* TASK TO CARRY OUT *
Find the line that contains "[locate] the sneaker" and print it and every line after it, exactly, please.

* PROVIDED INFORMATION *
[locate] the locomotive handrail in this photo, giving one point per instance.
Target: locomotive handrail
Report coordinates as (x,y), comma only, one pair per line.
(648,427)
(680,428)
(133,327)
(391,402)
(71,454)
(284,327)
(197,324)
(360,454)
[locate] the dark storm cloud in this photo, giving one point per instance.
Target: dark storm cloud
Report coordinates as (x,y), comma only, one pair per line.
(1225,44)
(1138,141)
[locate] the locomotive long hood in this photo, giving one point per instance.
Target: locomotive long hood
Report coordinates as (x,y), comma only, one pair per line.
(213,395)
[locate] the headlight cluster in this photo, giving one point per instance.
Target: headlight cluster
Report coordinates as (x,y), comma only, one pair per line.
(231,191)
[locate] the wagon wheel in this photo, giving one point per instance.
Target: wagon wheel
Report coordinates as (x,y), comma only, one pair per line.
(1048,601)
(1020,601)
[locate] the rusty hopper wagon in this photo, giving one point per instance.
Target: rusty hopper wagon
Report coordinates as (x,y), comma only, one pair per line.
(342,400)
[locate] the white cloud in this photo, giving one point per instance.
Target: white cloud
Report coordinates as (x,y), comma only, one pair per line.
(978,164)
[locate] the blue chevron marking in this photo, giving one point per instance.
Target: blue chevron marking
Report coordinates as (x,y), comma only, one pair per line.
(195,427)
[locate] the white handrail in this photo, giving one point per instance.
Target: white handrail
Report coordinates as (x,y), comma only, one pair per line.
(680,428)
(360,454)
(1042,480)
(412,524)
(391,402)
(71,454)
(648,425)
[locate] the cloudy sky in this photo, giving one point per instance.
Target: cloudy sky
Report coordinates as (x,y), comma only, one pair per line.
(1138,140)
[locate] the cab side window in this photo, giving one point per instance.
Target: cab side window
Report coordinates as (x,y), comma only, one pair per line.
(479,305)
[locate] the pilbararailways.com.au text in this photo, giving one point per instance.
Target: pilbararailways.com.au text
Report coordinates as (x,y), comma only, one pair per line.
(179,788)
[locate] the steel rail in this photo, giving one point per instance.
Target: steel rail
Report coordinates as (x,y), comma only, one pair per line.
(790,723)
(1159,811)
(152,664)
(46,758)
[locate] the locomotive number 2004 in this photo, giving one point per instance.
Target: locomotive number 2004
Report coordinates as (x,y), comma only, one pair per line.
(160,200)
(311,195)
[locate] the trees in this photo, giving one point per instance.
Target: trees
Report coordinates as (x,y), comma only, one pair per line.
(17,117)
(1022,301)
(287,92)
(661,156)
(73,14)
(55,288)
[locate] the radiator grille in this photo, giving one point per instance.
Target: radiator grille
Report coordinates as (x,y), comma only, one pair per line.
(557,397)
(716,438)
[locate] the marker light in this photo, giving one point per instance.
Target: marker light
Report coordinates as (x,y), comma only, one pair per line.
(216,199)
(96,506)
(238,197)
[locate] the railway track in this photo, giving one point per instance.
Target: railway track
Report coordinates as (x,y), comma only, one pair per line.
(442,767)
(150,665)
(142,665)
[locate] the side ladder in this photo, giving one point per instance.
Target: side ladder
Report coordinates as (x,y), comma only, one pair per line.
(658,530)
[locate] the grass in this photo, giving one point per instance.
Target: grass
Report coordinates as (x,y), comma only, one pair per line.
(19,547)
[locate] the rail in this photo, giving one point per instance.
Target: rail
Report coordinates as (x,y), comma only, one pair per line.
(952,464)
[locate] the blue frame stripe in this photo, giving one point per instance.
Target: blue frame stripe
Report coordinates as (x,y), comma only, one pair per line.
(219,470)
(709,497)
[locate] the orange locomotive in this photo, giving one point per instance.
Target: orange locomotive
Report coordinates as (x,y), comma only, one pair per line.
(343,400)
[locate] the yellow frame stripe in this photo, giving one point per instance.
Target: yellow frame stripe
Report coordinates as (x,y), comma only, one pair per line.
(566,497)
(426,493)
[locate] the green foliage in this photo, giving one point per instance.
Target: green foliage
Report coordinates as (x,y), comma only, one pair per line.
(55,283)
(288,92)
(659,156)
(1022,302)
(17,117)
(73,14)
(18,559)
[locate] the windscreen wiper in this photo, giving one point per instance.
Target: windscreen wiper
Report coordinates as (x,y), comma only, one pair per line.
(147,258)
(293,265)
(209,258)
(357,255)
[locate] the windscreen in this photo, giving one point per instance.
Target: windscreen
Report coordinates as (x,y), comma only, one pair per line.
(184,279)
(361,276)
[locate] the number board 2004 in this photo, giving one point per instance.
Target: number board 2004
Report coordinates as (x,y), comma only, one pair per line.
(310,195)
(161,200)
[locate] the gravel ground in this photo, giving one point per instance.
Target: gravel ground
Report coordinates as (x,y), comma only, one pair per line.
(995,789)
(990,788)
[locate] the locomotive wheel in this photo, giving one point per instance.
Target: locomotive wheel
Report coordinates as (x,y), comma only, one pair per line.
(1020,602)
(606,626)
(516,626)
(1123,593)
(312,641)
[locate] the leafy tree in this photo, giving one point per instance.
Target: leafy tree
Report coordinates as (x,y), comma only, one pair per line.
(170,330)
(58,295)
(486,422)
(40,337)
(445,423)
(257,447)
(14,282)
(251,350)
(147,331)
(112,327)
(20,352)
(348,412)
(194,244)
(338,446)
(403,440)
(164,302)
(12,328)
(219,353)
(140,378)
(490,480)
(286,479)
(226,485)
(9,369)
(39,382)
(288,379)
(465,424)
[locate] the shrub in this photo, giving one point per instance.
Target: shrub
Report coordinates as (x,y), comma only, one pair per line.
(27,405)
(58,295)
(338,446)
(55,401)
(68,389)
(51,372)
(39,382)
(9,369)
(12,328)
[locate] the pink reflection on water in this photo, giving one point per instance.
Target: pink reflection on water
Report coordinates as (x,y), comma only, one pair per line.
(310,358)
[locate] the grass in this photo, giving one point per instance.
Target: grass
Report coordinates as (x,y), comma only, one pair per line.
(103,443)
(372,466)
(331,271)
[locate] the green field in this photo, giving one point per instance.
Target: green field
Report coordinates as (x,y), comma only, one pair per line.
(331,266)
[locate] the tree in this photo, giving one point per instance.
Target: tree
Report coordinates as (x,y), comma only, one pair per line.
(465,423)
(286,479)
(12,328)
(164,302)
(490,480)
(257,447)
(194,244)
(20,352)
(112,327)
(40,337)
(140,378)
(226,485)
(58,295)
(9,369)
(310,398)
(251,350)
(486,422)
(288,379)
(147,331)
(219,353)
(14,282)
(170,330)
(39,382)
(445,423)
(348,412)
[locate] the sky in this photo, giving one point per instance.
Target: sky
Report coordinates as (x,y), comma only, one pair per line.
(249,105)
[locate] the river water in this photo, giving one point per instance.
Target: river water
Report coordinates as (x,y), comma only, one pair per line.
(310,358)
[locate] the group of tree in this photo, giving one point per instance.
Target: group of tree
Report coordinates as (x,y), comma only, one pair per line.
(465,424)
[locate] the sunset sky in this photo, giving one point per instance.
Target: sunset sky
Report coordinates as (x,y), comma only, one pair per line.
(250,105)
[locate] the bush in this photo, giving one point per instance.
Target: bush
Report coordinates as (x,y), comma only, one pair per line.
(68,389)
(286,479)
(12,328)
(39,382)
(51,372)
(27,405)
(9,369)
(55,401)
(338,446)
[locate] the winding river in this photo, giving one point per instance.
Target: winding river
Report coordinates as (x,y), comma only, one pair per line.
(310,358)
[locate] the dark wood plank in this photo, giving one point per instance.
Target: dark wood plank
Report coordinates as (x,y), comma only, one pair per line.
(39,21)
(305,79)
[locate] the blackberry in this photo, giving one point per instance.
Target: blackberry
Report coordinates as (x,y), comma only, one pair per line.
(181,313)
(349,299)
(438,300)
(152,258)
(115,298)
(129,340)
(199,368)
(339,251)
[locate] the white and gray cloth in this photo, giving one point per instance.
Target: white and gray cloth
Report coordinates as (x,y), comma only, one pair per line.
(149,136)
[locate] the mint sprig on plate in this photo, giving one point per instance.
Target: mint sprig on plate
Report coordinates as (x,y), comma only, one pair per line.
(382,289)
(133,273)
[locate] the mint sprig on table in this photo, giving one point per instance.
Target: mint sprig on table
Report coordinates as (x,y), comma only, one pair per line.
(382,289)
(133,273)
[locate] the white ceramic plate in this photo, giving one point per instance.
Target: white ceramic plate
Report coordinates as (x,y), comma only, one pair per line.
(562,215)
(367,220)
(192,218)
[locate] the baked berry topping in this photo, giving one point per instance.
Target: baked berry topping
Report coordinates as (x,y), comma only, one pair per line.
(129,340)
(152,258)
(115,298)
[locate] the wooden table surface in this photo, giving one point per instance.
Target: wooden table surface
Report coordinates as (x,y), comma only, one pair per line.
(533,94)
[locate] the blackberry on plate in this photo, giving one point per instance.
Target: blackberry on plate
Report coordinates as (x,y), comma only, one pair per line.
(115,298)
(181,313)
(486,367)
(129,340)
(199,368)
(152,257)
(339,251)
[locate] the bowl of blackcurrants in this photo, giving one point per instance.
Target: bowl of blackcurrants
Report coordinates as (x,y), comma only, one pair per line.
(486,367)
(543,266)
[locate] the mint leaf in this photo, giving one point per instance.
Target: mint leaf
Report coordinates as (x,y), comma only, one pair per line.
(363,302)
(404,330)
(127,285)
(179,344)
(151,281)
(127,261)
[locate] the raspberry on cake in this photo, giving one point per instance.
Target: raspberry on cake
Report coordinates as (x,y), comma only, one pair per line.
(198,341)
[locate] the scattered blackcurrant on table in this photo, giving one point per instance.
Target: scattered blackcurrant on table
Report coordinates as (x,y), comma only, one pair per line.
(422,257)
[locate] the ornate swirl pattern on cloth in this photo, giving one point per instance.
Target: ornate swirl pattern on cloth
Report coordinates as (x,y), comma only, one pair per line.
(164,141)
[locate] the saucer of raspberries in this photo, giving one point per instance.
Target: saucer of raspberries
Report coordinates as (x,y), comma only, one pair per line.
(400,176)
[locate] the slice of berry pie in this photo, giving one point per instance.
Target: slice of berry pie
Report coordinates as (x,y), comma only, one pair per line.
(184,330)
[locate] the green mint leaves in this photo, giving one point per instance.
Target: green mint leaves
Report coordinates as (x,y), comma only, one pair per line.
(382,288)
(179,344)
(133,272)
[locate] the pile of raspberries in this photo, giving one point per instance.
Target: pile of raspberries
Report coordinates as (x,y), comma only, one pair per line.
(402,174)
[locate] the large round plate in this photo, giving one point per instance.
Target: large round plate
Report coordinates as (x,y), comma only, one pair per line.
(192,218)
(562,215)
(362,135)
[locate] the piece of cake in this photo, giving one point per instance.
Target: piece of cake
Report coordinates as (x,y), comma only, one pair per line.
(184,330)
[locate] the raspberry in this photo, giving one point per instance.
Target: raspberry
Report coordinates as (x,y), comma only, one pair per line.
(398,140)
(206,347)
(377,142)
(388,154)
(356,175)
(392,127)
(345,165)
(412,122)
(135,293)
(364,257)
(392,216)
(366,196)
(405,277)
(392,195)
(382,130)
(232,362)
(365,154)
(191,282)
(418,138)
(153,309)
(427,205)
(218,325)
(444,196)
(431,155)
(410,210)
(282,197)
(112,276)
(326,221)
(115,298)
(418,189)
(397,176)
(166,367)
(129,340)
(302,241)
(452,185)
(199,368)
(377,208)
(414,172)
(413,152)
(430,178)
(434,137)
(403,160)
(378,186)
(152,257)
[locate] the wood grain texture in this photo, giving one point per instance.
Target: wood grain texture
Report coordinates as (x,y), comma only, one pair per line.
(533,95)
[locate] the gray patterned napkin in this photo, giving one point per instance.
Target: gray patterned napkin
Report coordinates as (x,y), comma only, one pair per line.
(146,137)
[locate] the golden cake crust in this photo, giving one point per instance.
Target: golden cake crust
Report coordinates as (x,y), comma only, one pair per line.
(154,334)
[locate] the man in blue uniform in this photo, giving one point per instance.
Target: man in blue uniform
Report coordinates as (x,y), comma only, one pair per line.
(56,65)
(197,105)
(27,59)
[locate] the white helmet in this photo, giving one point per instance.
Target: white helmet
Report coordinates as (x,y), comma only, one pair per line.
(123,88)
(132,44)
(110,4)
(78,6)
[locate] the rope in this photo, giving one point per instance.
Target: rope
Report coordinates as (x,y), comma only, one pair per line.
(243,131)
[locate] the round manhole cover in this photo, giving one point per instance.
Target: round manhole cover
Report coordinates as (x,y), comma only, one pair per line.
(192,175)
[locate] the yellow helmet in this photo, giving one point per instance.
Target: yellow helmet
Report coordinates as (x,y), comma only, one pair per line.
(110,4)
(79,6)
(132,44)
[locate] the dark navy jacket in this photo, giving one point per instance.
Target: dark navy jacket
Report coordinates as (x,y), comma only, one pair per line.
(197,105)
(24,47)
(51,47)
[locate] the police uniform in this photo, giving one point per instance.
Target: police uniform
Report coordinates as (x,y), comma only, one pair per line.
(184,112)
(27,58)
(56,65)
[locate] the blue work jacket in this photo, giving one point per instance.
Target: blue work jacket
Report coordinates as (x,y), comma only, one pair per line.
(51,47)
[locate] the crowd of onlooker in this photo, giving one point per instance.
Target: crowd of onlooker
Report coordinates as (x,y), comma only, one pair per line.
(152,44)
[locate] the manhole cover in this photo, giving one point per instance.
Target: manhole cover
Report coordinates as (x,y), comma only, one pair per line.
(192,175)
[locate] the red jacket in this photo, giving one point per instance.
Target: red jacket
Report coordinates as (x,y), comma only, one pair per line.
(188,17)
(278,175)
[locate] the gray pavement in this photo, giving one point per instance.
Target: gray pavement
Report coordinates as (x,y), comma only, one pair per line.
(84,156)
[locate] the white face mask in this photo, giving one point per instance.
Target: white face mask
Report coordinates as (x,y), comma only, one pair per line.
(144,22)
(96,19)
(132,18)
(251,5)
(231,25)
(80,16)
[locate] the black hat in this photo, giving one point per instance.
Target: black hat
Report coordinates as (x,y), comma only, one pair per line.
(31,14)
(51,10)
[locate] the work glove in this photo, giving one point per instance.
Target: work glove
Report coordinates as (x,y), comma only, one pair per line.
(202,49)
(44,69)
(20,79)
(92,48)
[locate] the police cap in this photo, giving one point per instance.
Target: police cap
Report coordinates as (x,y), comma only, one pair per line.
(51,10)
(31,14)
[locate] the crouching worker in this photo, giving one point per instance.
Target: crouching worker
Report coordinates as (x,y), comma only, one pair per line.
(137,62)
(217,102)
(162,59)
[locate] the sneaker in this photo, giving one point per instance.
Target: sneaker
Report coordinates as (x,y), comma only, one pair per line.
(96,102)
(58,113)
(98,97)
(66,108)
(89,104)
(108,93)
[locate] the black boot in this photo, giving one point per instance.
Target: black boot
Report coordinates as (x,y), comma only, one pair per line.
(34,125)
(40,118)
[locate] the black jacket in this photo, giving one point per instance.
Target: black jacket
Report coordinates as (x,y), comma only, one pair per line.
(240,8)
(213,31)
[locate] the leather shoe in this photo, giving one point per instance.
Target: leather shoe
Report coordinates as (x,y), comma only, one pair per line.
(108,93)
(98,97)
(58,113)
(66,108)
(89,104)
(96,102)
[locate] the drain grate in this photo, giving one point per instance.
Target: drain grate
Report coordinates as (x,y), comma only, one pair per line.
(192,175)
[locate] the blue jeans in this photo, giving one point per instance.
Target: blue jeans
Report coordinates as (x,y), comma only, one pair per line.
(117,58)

* WORKED ANSWER *
[locate] the sneaker in this photo, giving one point per instance.
Target: sneaker
Report coordinates as (x,y), comma only, one pair per line.
(96,102)
(58,113)
(98,97)
(66,108)
(89,104)
(108,93)
[locate] the black boot in this photo, giving one point per instance.
Target: black boot
Report coordinates as (x,y), comma only, one pair per line.
(34,125)
(40,118)
[locate] the black jacket in this photo, giving one point per instance.
Target: black jacket
Report coordinates as (x,y), comma only, one pair per line.
(240,8)
(213,31)
[locate] the leather shoe in this photo, giving one point per instance.
Target: leather shoe
Report coordinates as (x,y), comma only, one pair per line.
(108,93)
(98,97)
(58,113)
(66,108)
(89,104)
(96,102)
[locate] the drain grate in this photo, giving one point per instance.
Target: drain grate
Report coordinates as (x,y), comma only, one pair per line.
(192,175)
[locate] the blue jeans in this photo, giving one point per instance.
Target: blue jeans
Report coordinates as (x,y), comma only, one pair per line.
(117,58)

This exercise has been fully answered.